**To do**
Write out every line of the listing below word for word, with nothing changed.
·····
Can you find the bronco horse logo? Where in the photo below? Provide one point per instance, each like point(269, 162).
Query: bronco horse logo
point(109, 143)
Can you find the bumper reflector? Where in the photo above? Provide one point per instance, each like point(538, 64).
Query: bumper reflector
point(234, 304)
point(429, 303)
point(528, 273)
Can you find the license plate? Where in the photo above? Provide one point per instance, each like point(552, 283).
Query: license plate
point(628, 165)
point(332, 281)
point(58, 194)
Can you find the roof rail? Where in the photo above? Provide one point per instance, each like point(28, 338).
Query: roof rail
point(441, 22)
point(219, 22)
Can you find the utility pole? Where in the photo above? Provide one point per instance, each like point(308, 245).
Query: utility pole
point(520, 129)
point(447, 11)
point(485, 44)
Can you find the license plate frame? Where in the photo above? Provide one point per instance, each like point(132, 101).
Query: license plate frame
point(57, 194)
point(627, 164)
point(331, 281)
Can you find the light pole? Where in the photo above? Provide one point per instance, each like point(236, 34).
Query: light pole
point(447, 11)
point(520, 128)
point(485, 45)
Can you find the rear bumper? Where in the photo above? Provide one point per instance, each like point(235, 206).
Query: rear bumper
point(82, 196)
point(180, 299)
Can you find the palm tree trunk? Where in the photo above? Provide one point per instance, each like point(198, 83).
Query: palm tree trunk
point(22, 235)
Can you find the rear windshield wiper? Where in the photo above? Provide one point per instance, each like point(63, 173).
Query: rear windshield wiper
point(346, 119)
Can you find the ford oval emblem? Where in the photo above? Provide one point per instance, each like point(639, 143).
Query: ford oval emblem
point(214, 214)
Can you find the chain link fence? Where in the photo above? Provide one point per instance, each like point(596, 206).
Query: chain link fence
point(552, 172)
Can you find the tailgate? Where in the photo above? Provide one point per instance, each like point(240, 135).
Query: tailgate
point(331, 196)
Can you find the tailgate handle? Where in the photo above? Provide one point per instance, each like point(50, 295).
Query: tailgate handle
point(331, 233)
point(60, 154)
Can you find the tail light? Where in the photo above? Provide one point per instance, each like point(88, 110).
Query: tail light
·····
**Task solution**
Can you find the bronco horse logo? Where in the photo below? Provide one point per instance, each like point(269, 162).
Query: bronco horse logo
point(109, 143)
Can you find the bumper reflector? Where in the photo above? Provide one point per instance, each like point(538, 64).
Query: bumper reflector
point(234, 304)
point(429, 303)
point(528, 273)
Can you find the license plate? Where in the photo above? Provide one point per instance, each like point(552, 283).
Query: license plate
point(628, 165)
point(332, 281)
point(58, 194)
Can you find the roof rail? Where in the photo above? Provide one point per instance, each like point(28, 338).
Query: roof rail
point(441, 22)
point(219, 22)
Can you find the utility pole? Where in the photo above? Provide one point per instance, each like point(308, 245).
Query: utility pole
point(520, 129)
point(447, 11)
point(485, 44)
Can you find the license plate frame? Where in the photo above? Provide one point per instance, each like point(132, 101).
Query: license plate frame
point(57, 194)
point(627, 164)
point(331, 281)
Can you find the light pole? Where in the photo above? Provide one point per instance, each like point(236, 34).
Query: light pole
point(447, 11)
point(520, 128)
point(485, 45)
Can you find the rear bumper? Where in the photo above? Provide one point per instance, each like point(235, 206).
Query: rear bumper
point(82, 196)
point(180, 299)
Can you find the palm tree trunk? Where in the photo above? Provide one point per instance, each like point(198, 83).
Query: palm tree trunk
point(22, 235)
Can you find the rear windshield wiper? Where in the photo above? Provide one point per instance, each like point(63, 173).
Query: rear windshield wiper
point(346, 119)
Can you find the ford oval emblem? Where in the photo above? Provide one point per instance, each like point(639, 143).
Query: ford oval emblem
point(214, 214)
Can you find the chain link fence? Where in the photo above? Provide one point per instance, each like point(596, 206).
Query: chain link fence
point(552, 172)
Can you find the tailgate? Where in the photo above? Provide one point per instance, each like point(240, 135).
Query: tailgate
point(331, 196)
Can you find the tailgate handle? Where in the photo above? Provide one point per instance, each like point(50, 295).
Query: tailgate handle
point(331, 233)
point(60, 154)
Can you find the tail light? Where in the photo above? Provide one point per instance, each like point(88, 110).
Query: tail light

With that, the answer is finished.